- Estratto del documento -
══════════════════════════════

Gabriele Muccino 

 

Un regista ormai cinquantenne – nato nel 1967, il primo film a 31 anni, 1998 – in dodici anni otto film, troppo, direi. La vicenda amorosa sta al centro della sua attenzione; ne tenta l’esame in diverse età e fasi della vita. Difficilmente va oltre. Un autore di medio calibro?

 

Ecco fatto, 1998

Come te nessuno mai, 1999         

L’ultimo bacio, 2001

Ricordati di me, 2003

La ricerca della felicità, 2006

Sette anime, 2008

Baciami ancora, 2010

Quello che so sull'amore, 2012

 

 

Ecco fatto

1998, il primo film di Muccino, non male. A parte il titolo, Muccino preferisce i titoli che non dicono nulla. Strana preferenza.

══════════════════════════════

- Dati -
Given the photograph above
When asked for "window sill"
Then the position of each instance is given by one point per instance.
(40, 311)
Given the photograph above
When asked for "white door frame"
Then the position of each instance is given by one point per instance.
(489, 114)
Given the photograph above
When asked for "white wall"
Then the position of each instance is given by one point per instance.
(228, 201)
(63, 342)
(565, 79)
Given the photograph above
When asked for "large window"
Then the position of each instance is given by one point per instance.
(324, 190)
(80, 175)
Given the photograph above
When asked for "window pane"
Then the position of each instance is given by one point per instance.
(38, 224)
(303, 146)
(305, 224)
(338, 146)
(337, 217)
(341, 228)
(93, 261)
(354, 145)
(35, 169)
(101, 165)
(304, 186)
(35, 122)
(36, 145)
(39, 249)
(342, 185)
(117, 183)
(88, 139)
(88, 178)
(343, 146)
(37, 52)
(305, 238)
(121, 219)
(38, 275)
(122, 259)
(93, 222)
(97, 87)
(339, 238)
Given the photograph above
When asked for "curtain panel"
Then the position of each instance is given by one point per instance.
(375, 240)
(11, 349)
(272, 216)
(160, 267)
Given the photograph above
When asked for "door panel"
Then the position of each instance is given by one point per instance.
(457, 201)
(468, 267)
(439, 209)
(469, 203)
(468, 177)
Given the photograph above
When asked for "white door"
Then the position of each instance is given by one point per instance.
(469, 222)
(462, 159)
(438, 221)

══════════════════════════════

- Compiti dell'esercizio -
- a) Riassumi in due frasi il testo su Gabriele Muccino.
- b) Rispondi a queste domande sul testo su Gabriele Muccino:
(i) In che anno è uscito "La ricerca della felicità"?
(ii) Che cosa sta al centro dell'attenzione del regista?
(iii) Quali titoli preferisce Muccino?
Per rispondere serve unicamente il testo su Gabriele Muccino, senza ricorrere ai record.

- Risultati per compito -
- a) Il testo presenta Gabriele Muccino, regista nato nel 1967 che ha esordito nel 1998 con "Ecco fatto", ed elenca i suoi film fino a "Quello che so sull'amore" del 2012. Al centro della sua attenzione sta la vicenda amorosa, esaminata in diverse età e fasi della vita; il primo film è giudicato non male, mentre viene definita strana la sua preferenza per i titoli che non dicono nulla.

- b)
(i) Nel 2006.
(ii) La vicenda amorosa.
(iii) I titoli che non dicono nulla.